___ Passage shown ___
WARNING: Borderline whiny post ahead due to exhaustion.
I’m not sure how to balance my life right now.
I am trying my best to put all that I have into teaching my class.
I am spending tomorrow morning with my staff at a retreat. Saturday mornings are always when I try to “catch up on life.”
I am signing up for a college reading class I have to take to get my Professional Teaching Certificate.
I have to double up on the amount of physical therapy sessions I am doing because my hip is giving me fits.
I am working so many hours putting together an event for charity. (Will reveal soon. I pinky swear).
I am having trouble sleeping.
I did not keep up on the amount of home rehab I needed to do this week.
I am failing at keeping my website updated.
I have so many emails I need to answer.
My principal wants to send me to an upcoming weekend reading conference, which is exciting, but I just don’t know if my body can handle it. Weekends mean recovery for me. I hate having to admit that to her.
My heart rate has been really high. My blood pressure has been super low.
I have been super POTSy.
I’m crashing. I can feel it. I know I need to listen to my body, but I am not sure how, with everything that needs to get done.
___ Provided data ___
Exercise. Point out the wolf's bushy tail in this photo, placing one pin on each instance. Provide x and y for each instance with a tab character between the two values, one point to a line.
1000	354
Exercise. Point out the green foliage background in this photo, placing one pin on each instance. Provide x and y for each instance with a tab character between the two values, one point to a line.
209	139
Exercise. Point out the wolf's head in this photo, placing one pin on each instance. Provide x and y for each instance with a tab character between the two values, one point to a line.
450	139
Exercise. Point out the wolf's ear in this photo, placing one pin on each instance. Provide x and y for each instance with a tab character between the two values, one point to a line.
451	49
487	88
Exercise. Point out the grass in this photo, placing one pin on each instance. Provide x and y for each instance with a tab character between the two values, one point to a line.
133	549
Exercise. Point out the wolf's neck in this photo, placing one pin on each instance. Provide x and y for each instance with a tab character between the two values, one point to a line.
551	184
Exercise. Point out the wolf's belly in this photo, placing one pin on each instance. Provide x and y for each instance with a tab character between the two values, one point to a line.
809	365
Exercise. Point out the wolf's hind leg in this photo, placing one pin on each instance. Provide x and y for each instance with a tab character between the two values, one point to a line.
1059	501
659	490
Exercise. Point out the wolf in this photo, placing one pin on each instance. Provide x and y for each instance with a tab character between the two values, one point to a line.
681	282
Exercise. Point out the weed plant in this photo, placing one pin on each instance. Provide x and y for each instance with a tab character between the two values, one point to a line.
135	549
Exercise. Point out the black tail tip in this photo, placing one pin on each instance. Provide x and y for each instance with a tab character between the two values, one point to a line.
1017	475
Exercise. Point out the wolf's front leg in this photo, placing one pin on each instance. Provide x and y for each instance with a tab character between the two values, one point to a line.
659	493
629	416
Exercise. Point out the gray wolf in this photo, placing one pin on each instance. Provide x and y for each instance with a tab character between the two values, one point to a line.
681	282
___
___ Provided data ___
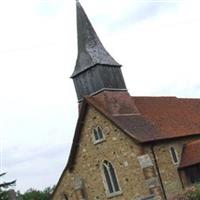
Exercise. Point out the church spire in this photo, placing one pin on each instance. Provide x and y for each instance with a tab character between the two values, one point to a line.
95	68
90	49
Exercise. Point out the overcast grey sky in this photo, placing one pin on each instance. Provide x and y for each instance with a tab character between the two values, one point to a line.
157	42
___
Required work >>
1. Reproduce the part of the post about balancing life that opens with the words containing "WARNING: Borderline whiny" and closes with "teaching my class.".
2. In the post about balancing life, why is the writer signing up for a college reading class?
Answer from the post alone.

Solutions per task >>
1.
WARNING: Borderline whiny post ahead due to exhaustion.
I’m not sure how to balance my life right now.
I am trying my best to put all that I have into teaching my class.

2. It is required to get a Professional Teaching Certificate.